- [Exercise tasks]:
[1] Answer these from the tarot passage, lettering each answer to match:
(a) How many day jobs does the writer have?
(b) For how many days of the year was the draw-a-day planned?
(c) How many cards are drawn today?
[2] Reproduce the tarot passage word for word, starting at "But it’s important" and ending at "another card today.".

- [Text]:

Almost every day I add “tarot reading” to my to do list, and rarely do I follow through.
Unlike any of my three day jobs, or my coaching work, or my editing work, or the work I’m doing for the Patreon, the tarot is just for me, and because it’s just for me, it’s the easiest to abandon. Like stretching, eating well, and getting enough sleep, my tarot practice (and my connection to any sense of ritual and inner work) is the first on the chopping block when I run out of time and energy. And I am always running out of time and energy.
But it’s important to me. This practice, this connection. It’s important to me. And so I start again. Restart. Restart. Restart. Stall out and start again. (I love the coaching, editing, and, especially, the work I’m doing with the Patreon. I love it. But I need this, too. I need the inner turn and the ritual, and the insight that the cards offer.)
I was going to do a draw a day for the first 21 days of the year, and didn’t. And then felt ashamed and didn’t do any. Didn’t want to come back to this space and see my failure.
But restarting is not failing. It’s just one way forward.
So, another card today.
Just a single card.
A card for where I’m at right now.

- [Data]:

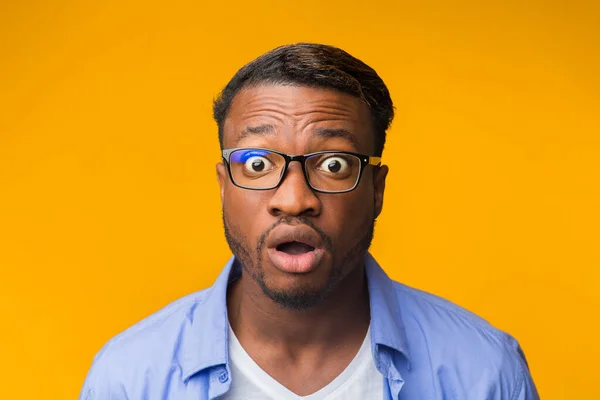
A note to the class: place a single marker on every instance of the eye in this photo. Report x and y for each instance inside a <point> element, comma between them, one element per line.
<point>334,165</point>
<point>258,164</point>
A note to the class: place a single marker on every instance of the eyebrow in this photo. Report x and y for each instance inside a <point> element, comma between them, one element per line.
<point>337,133</point>
<point>268,130</point>
<point>259,130</point>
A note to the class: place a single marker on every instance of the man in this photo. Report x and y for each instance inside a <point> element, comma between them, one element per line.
<point>302,310</point>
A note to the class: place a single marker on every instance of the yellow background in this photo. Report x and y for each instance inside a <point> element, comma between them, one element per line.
<point>109,207</point>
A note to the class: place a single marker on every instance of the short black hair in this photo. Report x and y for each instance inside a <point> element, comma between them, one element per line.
<point>313,65</point>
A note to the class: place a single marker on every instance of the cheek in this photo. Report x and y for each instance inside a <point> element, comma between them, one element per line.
<point>348,217</point>
<point>243,210</point>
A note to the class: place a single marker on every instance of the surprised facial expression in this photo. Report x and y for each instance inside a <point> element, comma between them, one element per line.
<point>298,243</point>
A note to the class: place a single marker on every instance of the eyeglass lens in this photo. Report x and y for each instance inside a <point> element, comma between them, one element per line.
<point>262,169</point>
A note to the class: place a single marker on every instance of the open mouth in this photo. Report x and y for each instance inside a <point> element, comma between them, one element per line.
<point>294,248</point>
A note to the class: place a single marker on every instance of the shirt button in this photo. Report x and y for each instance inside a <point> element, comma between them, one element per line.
<point>223,377</point>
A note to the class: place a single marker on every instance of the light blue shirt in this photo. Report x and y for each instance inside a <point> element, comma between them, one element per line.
<point>425,348</point>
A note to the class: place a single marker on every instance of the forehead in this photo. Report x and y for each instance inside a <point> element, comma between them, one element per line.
<point>275,114</point>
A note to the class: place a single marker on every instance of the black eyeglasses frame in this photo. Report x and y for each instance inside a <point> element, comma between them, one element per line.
<point>364,161</point>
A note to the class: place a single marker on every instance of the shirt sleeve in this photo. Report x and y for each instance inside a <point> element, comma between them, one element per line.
<point>100,384</point>
<point>528,390</point>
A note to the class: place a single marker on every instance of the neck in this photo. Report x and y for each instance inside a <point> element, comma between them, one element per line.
<point>343,314</point>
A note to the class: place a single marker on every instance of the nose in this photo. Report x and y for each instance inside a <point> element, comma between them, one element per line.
<point>294,197</point>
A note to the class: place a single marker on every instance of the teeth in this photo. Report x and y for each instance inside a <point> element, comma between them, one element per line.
<point>295,248</point>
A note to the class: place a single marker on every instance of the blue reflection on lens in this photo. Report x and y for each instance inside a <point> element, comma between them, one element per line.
<point>241,156</point>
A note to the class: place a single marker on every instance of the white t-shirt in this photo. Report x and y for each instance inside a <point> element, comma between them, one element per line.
<point>360,380</point>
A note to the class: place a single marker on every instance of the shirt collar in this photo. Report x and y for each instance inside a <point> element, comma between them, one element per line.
<point>204,338</point>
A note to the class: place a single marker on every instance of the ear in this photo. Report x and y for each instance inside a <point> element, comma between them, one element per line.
<point>222,178</point>
<point>379,185</point>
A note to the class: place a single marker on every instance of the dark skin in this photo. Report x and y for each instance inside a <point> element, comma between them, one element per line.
<point>303,349</point>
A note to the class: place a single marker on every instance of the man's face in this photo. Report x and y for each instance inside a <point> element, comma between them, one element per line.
<point>298,244</point>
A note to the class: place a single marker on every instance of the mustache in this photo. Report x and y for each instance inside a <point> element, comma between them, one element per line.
<point>327,242</point>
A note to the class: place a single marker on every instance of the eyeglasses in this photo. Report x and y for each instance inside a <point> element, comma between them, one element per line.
<point>325,171</point>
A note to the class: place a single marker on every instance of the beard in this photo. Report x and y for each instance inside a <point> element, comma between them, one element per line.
<point>300,298</point>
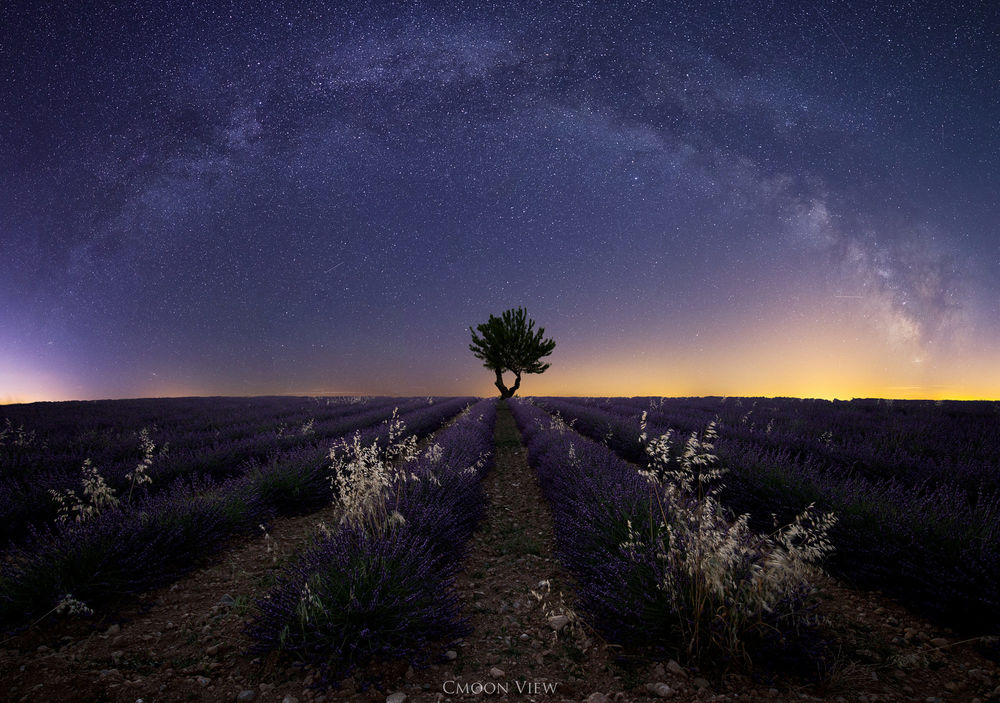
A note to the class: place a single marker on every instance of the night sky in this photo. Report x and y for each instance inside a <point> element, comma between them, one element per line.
<point>739,198</point>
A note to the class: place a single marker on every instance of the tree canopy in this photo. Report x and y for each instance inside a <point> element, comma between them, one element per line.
<point>509,343</point>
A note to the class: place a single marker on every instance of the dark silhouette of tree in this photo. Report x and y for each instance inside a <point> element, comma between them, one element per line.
<point>508,343</point>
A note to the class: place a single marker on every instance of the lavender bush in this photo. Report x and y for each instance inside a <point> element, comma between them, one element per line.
<point>380,585</point>
<point>660,563</point>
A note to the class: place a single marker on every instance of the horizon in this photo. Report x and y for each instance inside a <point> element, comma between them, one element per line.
<point>753,199</point>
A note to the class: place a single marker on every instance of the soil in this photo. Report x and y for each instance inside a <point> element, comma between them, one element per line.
<point>186,642</point>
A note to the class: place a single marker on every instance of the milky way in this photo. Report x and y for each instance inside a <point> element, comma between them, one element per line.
<point>738,198</point>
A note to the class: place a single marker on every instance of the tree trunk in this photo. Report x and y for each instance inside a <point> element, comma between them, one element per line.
<point>504,391</point>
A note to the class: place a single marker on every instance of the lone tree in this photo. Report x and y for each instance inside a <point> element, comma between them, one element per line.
<point>509,344</point>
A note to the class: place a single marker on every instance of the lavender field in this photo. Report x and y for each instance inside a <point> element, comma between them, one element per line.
<point>915,485</point>
<point>695,530</point>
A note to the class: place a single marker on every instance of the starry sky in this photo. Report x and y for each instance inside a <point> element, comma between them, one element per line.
<point>743,197</point>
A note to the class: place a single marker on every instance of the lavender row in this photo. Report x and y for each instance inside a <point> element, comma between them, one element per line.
<point>127,549</point>
<point>57,435</point>
<point>618,534</point>
<point>61,448</point>
<point>27,500</point>
<point>365,594</point>
<point>931,548</point>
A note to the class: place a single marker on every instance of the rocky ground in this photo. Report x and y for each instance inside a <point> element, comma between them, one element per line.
<point>186,642</point>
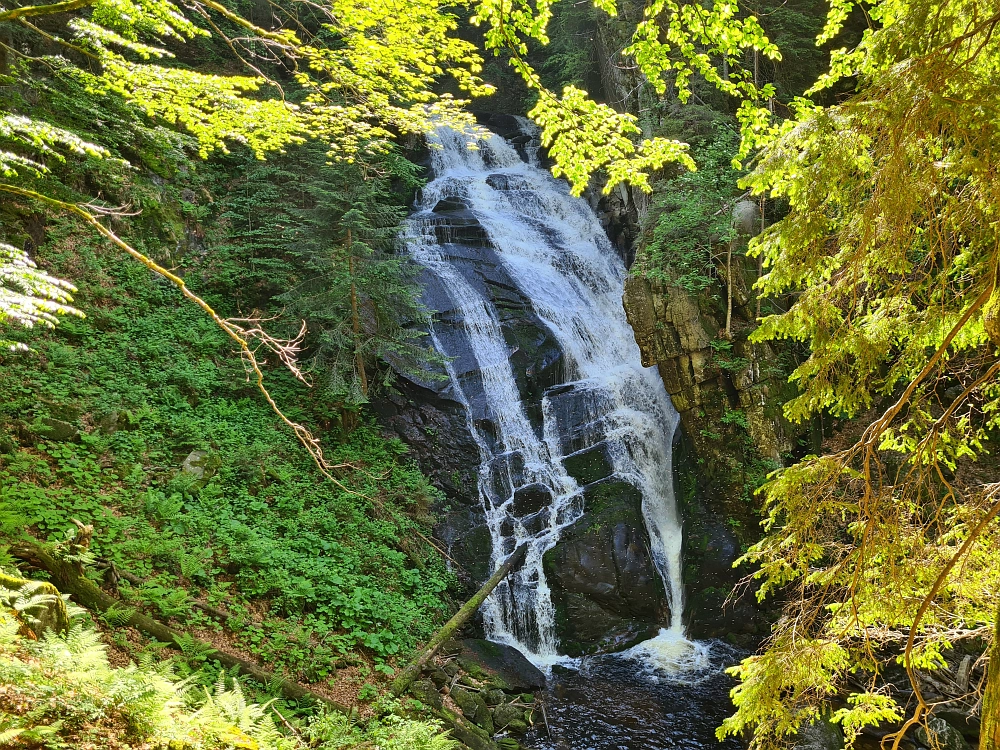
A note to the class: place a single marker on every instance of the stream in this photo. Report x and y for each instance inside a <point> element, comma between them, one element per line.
<point>495,232</point>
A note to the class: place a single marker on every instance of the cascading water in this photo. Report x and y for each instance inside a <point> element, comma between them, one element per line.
<point>553,248</point>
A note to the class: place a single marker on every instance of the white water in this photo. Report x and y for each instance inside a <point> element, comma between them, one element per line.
<point>554,249</point>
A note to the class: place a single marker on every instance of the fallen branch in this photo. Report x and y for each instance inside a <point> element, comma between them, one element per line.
<point>410,672</point>
<point>87,594</point>
<point>135,580</point>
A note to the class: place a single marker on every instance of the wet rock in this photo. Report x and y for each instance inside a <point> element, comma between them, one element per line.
<point>942,736</point>
<point>506,663</point>
<point>474,708</point>
<point>823,735</point>
<point>200,466</point>
<point>465,731</point>
<point>605,586</point>
<point>426,692</point>
<point>506,182</point>
<point>462,229</point>
<point>590,465</point>
<point>505,714</point>
<point>964,721</point>
<point>439,677</point>
<point>531,499</point>
<point>450,203</point>
<point>49,428</point>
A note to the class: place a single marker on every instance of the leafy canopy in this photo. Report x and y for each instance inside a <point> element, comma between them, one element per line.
<point>889,254</point>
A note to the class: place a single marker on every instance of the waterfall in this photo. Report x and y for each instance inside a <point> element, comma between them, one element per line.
<point>553,248</point>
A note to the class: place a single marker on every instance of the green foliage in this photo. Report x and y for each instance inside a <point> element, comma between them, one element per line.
<point>691,215</point>
<point>674,39</point>
<point>148,380</point>
<point>334,731</point>
<point>29,297</point>
<point>889,259</point>
<point>60,691</point>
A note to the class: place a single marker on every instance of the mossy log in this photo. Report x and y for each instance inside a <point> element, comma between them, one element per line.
<point>52,615</point>
<point>412,670</point>
<point>87,594</point>
<point>989,733</point>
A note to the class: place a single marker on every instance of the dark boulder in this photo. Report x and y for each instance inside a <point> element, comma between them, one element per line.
<point>589,465</point>
<point>531,499</point>
<point>426,692</point>
<point>506,663</point>
<point>607,591</point>
<point>942,735</point>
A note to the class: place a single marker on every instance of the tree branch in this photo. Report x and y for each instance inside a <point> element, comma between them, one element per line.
<point>234,332</point>
<point>29,11</point>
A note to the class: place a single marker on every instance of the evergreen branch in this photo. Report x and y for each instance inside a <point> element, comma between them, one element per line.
<point>309,441</point>
<point>922,706</point>
<point>30,11</point>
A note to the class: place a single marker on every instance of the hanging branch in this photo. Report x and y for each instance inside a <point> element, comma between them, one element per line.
<point>237,333</point>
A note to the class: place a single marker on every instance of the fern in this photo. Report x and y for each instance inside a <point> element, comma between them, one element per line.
<point>116,616</point>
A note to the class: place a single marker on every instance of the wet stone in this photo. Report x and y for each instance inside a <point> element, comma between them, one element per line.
<point>450,203</point>
<point>426,692</point>
<point>505,714</point>
<point>945,736</point>
<point>590,465</point>
<point>531,499</point>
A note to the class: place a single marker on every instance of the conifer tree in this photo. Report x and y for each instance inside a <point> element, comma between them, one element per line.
<point>889,257</point>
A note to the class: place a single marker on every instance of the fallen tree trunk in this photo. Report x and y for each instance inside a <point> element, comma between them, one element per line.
<point>412,670</point>
<point>68,580</point>
<point>989,733</point>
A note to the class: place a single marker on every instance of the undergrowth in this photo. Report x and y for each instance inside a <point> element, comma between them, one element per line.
<point>98,421</point>
<point>61,692</point>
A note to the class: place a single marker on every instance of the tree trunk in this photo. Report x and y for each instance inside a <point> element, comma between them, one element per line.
<point>359,359</point>
<point>729,291</point>
<point>87,594</point>
<point>409,674</point>
<point>989,733</point>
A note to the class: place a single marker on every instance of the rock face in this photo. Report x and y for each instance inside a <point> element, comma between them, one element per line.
<point>514,672</point>
<point>606,589</point>
<point>728,392</point>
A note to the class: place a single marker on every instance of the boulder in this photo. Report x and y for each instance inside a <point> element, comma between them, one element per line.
<point>426,692</point>
<point>505,662</point>
<point>605,586</point>
<point>589,465</point>
<point>200,466</point>
<point>474,708</point>
<point>823,735</point>
<point>940,735</point>
<point>505,714</point>
<point>49,428</point>
<point>531,499</point>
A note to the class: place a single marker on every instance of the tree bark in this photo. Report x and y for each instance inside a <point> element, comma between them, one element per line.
<point>355,320</point>
<point>410,672</point>
<point>87,594</point>
<point>989,733</point>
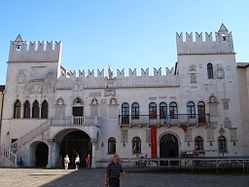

- [Set of answers]:
[1]
(a) Three
(b) The first 21 days
(c) A single card

[2]
But it’s important to me. This practice, this connection. It’s important to me. And so I start again. Restart. Restart. Restart. Stall out and start again. (I love the coaching, editing, and, especially, the work I’m doing with the Patreon. I love it. But I need this, too. I need the inner turn and the ritual, and the insight that the cards offer.)
I was going to do a draw a day for the first 21 days of the year, and didn’t. And then felt ashamed and didn’t do any. Didn’t want to come back to this space and see my failure.
But restarting is not failing. It’s just one way forward.
So, another card today.